**** Recorded information ****

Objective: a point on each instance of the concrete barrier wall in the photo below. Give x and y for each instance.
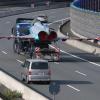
(13, 84)
(85, 22)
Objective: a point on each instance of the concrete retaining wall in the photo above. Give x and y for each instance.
(84, 22)
(80, 45)
(13, 84)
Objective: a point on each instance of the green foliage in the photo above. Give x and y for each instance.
(11, 95)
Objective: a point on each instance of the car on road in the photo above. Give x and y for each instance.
(36, 70)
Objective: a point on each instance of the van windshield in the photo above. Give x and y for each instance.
(39, 65)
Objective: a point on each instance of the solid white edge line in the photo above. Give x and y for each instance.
(20, 61)
(73, 88)
(80, 73)
(4, 52)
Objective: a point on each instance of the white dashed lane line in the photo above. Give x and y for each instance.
(8, 22)
(4, 52)
(80, 73)
(73, 88)
(20, 61)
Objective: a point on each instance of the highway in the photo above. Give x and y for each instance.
(75, 77)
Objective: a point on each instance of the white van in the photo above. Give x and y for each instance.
(36, 70)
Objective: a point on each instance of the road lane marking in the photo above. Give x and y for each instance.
(56, 62)
(59, 20)
(20, 61)
(4, 52)
(73, 88)
(7, 22)
(93, 63)
(80, 73)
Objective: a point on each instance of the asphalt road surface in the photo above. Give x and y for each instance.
(75, 77)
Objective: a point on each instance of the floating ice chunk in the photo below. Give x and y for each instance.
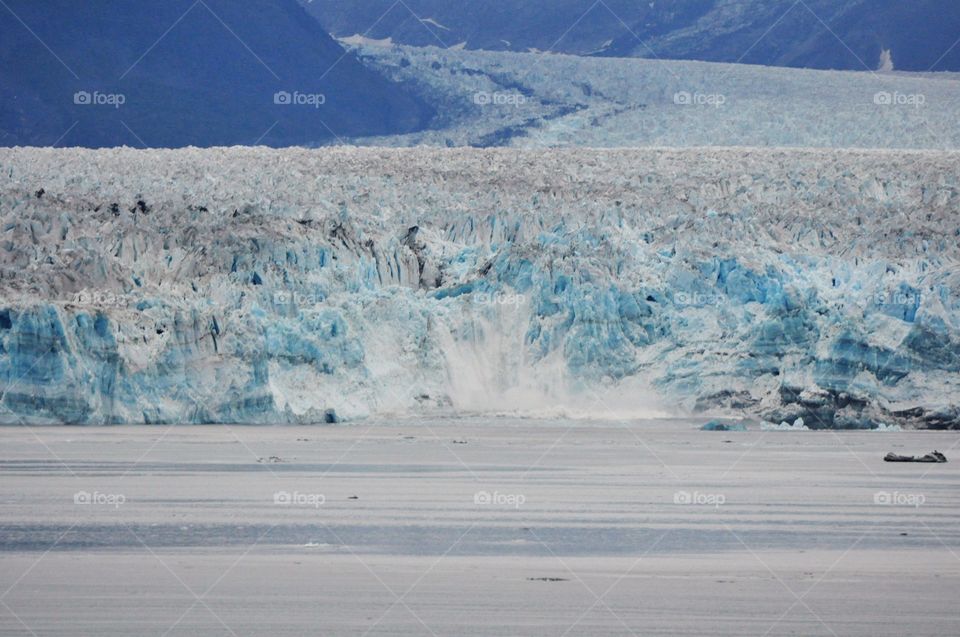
(885, 427)
(718, 425)
(785, 426)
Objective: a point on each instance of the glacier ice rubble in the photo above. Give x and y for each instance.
(262, 286)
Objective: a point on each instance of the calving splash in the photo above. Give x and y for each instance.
(492, 369)
(295, 286)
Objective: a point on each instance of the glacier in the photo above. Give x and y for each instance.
(529, 100)
(248, 285)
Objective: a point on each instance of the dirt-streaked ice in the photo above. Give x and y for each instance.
(260, 286)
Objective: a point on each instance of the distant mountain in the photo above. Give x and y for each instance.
(166, 73)
(827, 34)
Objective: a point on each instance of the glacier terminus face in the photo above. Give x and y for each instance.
(300, 286)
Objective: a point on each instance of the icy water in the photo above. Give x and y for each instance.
(476, 527)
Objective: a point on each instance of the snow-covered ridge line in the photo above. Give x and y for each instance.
(252, 285)
(536, 101)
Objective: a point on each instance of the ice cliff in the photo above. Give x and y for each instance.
(251, 285)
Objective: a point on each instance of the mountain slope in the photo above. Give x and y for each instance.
(850, 34)
(178, 72)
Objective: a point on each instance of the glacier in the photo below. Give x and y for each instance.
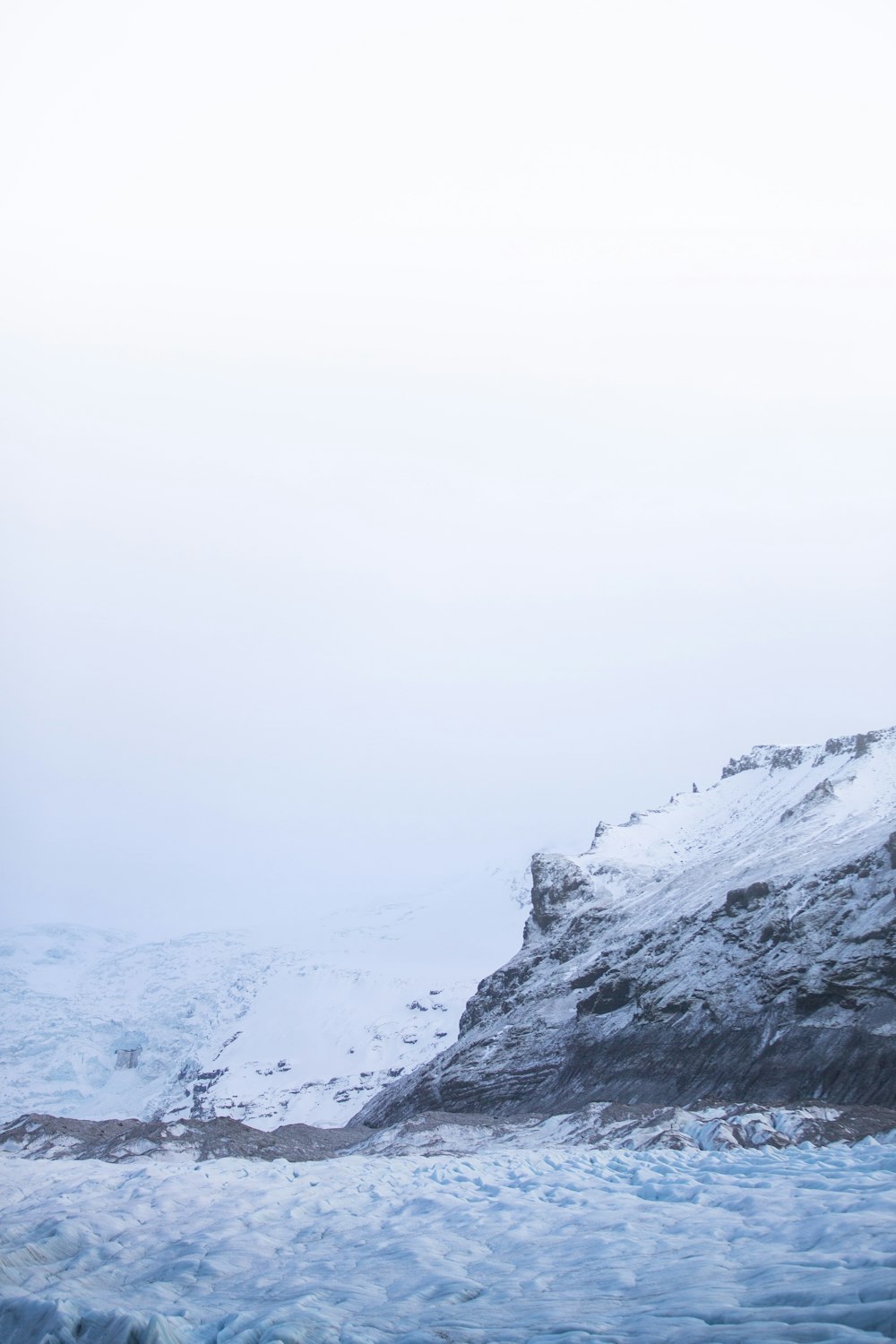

****

_What needs to be done_: Excluding pictures, copy exactly the lines from the line containing "Objective: a point on each instance of the asphalt" through the last line of the data, inclusive.

_Task response_:
Objective: a point on each instance of the asphalt road surface in the photo above. Give x and y for each instance.
(75, 77)
Objective: a point on each instance of the floating ice chunk in the photo below. Give x and y for each instance.
(885, 427)
(718, 425)
(785, 426)
Objective: a point on each instance of the glacier ice rubble in the photo above. Give x and y for each instance.
(262, 286)
Objective: a point on each instance of the calving splash in the photo above. Give x and y for each instance.
(492, 369)
(295, 286)
Objective: a point on each instance of the glacier in the photo above. Give x and y for each instance.
(529, 100)
(248, 285)
Objective: a point on each instance of the dirt-streaked ice in the photo above. Give x and y for each instance.
(260, 286)
Objective: a point on each instance of the distant mountain in the photo above. Give x and y for each instance.
(166, 73)
(827, 34)
Objective: a point on each instance of the glacier terminus face in the photo above. Give x and y for each instance.
(300, 286)
Objective: a point on each instance of the icy water in the photo above. Give x and y for each instance.
(476, 527)
Objective: a point on each instance of the snow-covered ridge line in the photo above. Give x and y for each instance.
(252, 285)
(536, 101)
Objective: a point on each instance of the ice cliff in the photo above. Give x and y for each instance.
(251, 285)
Objective: a point on each instance of the mountain slope in the photo above. Give x and y for each instance.
(850, 34)
(178, 72)
Objective: a point on each instance of the glacier in the photo below. Give x and y for each instance.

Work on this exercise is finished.